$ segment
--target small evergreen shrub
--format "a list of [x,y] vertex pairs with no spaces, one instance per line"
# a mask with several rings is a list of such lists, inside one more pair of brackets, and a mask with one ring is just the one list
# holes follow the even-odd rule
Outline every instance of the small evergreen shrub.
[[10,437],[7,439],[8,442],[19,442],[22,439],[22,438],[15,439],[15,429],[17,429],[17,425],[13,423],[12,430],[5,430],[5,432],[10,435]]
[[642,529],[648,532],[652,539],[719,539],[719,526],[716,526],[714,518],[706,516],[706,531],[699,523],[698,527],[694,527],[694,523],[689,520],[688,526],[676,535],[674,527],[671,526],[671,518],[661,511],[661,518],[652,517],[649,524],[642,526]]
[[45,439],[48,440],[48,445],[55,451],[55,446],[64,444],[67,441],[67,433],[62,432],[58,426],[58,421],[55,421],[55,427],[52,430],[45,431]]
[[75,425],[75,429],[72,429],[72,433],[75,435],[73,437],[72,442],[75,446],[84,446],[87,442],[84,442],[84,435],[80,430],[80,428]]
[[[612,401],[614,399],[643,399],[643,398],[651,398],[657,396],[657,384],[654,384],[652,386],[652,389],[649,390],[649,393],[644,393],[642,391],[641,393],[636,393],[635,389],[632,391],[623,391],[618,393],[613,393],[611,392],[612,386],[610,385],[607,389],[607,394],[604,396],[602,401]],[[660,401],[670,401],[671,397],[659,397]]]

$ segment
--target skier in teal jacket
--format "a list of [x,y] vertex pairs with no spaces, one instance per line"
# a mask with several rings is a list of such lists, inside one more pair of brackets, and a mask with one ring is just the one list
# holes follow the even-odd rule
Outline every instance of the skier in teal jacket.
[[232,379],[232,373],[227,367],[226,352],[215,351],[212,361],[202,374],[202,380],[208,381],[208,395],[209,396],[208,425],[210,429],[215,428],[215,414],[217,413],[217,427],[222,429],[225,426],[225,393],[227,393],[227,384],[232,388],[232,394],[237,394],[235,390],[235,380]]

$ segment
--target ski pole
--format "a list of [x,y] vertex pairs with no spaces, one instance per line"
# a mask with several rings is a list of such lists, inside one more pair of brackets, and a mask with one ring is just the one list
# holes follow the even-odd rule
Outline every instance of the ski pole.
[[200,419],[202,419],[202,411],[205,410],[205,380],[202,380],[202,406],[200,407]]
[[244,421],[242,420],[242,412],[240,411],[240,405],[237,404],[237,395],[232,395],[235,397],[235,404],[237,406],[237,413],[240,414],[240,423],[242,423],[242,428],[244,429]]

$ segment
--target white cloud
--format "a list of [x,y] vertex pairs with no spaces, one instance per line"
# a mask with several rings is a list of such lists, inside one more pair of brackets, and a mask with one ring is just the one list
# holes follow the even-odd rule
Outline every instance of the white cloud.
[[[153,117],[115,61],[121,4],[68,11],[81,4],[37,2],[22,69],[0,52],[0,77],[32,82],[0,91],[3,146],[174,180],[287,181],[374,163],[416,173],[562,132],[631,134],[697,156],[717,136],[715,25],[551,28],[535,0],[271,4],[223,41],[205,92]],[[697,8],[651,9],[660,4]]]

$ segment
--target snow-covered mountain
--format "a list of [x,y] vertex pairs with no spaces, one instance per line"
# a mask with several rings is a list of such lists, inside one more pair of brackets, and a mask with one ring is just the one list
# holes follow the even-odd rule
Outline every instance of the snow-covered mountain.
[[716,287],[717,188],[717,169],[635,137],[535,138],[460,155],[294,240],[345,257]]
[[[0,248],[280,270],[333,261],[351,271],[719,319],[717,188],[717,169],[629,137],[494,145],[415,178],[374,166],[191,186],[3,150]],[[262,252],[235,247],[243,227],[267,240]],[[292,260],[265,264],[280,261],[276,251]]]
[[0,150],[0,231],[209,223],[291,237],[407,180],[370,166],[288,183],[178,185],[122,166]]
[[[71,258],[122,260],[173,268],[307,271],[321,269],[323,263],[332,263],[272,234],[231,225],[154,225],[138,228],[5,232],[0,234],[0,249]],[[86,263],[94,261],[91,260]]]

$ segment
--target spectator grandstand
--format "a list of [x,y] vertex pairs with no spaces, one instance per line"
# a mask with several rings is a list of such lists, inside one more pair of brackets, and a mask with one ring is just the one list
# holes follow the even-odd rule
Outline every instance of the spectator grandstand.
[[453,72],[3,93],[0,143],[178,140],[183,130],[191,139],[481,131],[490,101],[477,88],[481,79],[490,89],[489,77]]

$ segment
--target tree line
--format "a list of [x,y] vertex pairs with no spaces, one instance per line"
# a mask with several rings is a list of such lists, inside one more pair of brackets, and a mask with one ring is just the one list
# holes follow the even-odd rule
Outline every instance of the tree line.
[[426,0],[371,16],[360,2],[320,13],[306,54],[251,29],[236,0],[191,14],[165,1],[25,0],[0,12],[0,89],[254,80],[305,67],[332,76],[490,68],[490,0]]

※ ※ ※

▶ What to work on
Format each non-blank line of the records as a row in a Markdown table with the columns Line No. and Text.

▶ Task solution
| Line No. | Text |
|---|---|
| 1 | $ segment |
| 2 | --target small evergreen shrub |
| 3 | --format "a list of [x,y] vertex pairs with no spaces, one instance per line" |
| 4 | # a mask with several rings is a list of such lists, inside one more pair of brackets, and a mask with one ring is just the one list |
| 5 | # holes follow the even-odd rule |
| 6 | Outline every instance of the small evergreen shrub. |
| 7 | [[10,437],[7,439],[8,442],[19,442],[22,439],[22,438],[15,439],[15,429],[17,429],[17,425],[13,423],[12,430],[5,430],[5,432],[10,435]] |
| 8 | [[642,529],[648,532],[652,539],[719,539],[719,526],[716,526],[714,518],[706,516],[706,531],[699,523],[698,527],[694,527],[694,523],[689,520],[688,526],[676,535],[674,527],[671,526],[671,518],[661,511],[661,518],[652,517],[649,524],[642,526]] |
| 9 | [[45,439],[48,440],[48,445],[55,451],[55,446],[64,444],[67,441],[67,433],[62,432],[58,426],[58,421],[55,421],[55,427],[52,430],[45,431]] |
| 10 | [[75,425],[75,429],[72,429],[72,433],[75,435],[73,437],[72,442],[75,446],[84,446],[87,442],[84,442],[84,435],[80,430],[80,428]] |
| 11 | [[[612,401],[614,399],[643,399],[643,398],[651,398],[657,396],[657,384],[654,384],[652,386],[652,389],[649,390],[649,393],[644,393],[642,391],[641,393],[636,393],[635,389],[632,391],[623,391],[618,393],[613,393],[611,392],[612,386],[610,385],[607,389],[607,394],[604,396],[602,401]],[[660,401],[670,401],[671,397],[659,397]]] |
| 12 | $ segment |
| 13 | --target skier in teal jacket |
| 14 | --format "a list of [x,y] vertex pairs with no spaces, one instance per line" |
| 15 | # a mask with several rings is a list of such lists, inside one more pair of brackets, and a mask with one ring is just the one list |
| 16 | # holes follow the even-odd rule |
| 17 | Outline every instance of the skier in teal jacket. |
| 18 | [[232,379],[232,373],[227,367],[226,352],[215,351],[212,361],[202,374],[202,380],[208,381],[208,395],[209,396],[208,425],[210,429],[215,428],[215,414],[217,413],[217,427],[222,429],[225,426],[225,393],[227,393],[227,384],[232,388],[232,394],[237,394],[235,390],[235,380]] |
| 19 | $ segment |
| 20 | --target ski pole |
| 21 | --format "a list of [x,y] vertex pairs with no spaces, one instance per line" |
| 22 | # a mask with several rings is a list of such lists, inside one more pair of brackets, and a mask with one ring is just the one list |
| 23 | # holes follow the even-odd rule |
| 24 | Outline every instance of the ski pole. |
| 25 | [[200,419],[202,419],[202,411],[205,410],[205,380],[202,380],[202,406],[200,407]] |
| 26 | [[244,421],[242,420],[242,412],[240,411],[240,405],[237,404],[237,395],[232,395],[235,397],[235,404],[237,406],[237,413],[240,414],[240,423],[242,423],[242,428],[244,429]] |
| 27 | $ segment |
| 28 | --target white cloud |
| 29 | --format "a list of [x,y] vertex pairs with no spaces, one instance per line" |
| 30 | # a mask with several rings is a list of such lists, inside one more pair of brackets, and a mask with one ring is just the one list |
| 31 | # holes follow the even-odd rule |
| 32 | Outline every instance of the white cloud. |
| 33 | [[[153,117],[115,61],[121,4],[68,11],[81,4],[37,2],[22,69],[0,52],[0,77],[32,82],[0,91],[3,146],[174,180],[287,181],[374,163],[416,173],[562,132],[631,134],[697,156],[717,136],[715,25],[551,28],[535,0],[271,4],[223,41],[205,92]],[[697,8],[651,9],[660,4]]] |
| 34 | $ segment |
| 35 | --target snow-covered mountain |
| 36 | --format "a list of [x,y] vertex pairs with no spaces, one instance per line" |
| 37 | # a mask with several rings is a list of such lists, inside one more pair of brackets, and a mask with one ring is just the one list |
| 38 | # holes follow the even-odd rule |
| 39 | Outline every instance of the snow-covered mountain. |
| 40 | [[716,287],[717,188],[717,169],[635,137],[535,138],[460,155],[294,240],[345,257]] |
| 41 | [[[0,248],[280,270],[333,261],[351,271],[719,319],[717,188],[717,169],[629,137],[494,145],[415,178],[374,166],[191,186],[3,150]],[[262,252],[235,247],[243,227],[267,240]],[[292,260],[265,264],[280,261],[276,251]]] |
| 42 | [[0,150],[0,231],[209,223],[291,237],[407,180],[370,166],[288,183],[178,185],[122,166]] |
| 43 | [[[71,258],[122,260],[173,268],[307,271],[321,269],[323,263],[332,263],[272,234],[231,225],[154,225],[138,228],[5,232],[0,234],[0,249]],[[86,263],[94,261],[91,260]]] |
| 44 | $ segment |
| 45 | --target spectator grandstand |
| 46 | --format "a list of [x,y] vertex pairs with no spaces, one instance per line" |
| 47 | # a mask with several rings is a list of such lists, inside one more pair of brackets, and a mask with one ring is just the one list |
| 48 | # holes follow the even-odd rule |
| 49 | Outline every instance of the spectator grandstand. |
| 50 | [[453,72],[3,93],[0,143],[178,140],[183,130],[191,139],[481,131],[490,101],[477,88],[481,79],[490,89],[489,77]] |
| 51 | $ segment |
| 52 | --target tree line |
| 53 | --format "a list of [x,y] vertex pairs with no spaces, one instance per line" |
| 54 | # a mask with several rings is a list of such lists, inside one more pair of brackets, and a mask with one ring is just the one list |
| 55 | # holes follow the even-odd rule |
| 56 | Outline every instance of the tree line. |
| 57 | [[426,0],[371,16],[360,2],[320,13],[306,54],[251,29],[236,0],[191,14],[165,1],[25,0],[0,12],[0,89],[254,80],[305,67],[332,76],[490,68],[490,0]] |